-- Instructions for the task --
Look for the word "blue" in the material below. Copy each line that has it.
[[ Available records open ]]
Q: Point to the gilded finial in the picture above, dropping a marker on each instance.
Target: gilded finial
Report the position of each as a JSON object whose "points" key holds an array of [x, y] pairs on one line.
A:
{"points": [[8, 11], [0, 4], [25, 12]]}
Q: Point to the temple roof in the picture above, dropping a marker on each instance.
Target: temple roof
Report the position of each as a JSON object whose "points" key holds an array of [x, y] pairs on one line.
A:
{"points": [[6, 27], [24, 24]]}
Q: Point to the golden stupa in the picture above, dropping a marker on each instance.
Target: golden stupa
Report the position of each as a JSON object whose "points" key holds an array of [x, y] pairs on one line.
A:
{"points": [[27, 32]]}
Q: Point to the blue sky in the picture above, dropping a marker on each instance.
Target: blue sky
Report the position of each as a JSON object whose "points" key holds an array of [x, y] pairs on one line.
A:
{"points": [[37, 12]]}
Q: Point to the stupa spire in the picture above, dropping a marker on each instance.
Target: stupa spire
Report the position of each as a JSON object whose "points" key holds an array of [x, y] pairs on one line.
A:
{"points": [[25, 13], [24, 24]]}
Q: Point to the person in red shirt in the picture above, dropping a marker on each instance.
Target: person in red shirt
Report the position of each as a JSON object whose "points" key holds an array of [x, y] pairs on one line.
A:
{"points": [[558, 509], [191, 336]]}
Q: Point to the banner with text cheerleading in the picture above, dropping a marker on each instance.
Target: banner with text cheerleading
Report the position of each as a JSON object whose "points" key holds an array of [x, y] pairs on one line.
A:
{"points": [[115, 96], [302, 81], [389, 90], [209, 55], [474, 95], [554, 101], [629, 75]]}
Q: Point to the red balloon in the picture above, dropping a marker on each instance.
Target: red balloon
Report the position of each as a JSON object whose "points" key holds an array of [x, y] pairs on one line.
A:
[[ Available records closed ]]
-- Task response --
Q: Point to the blue sky in the picture above, dropping a marker on each instance.
Target: blue sky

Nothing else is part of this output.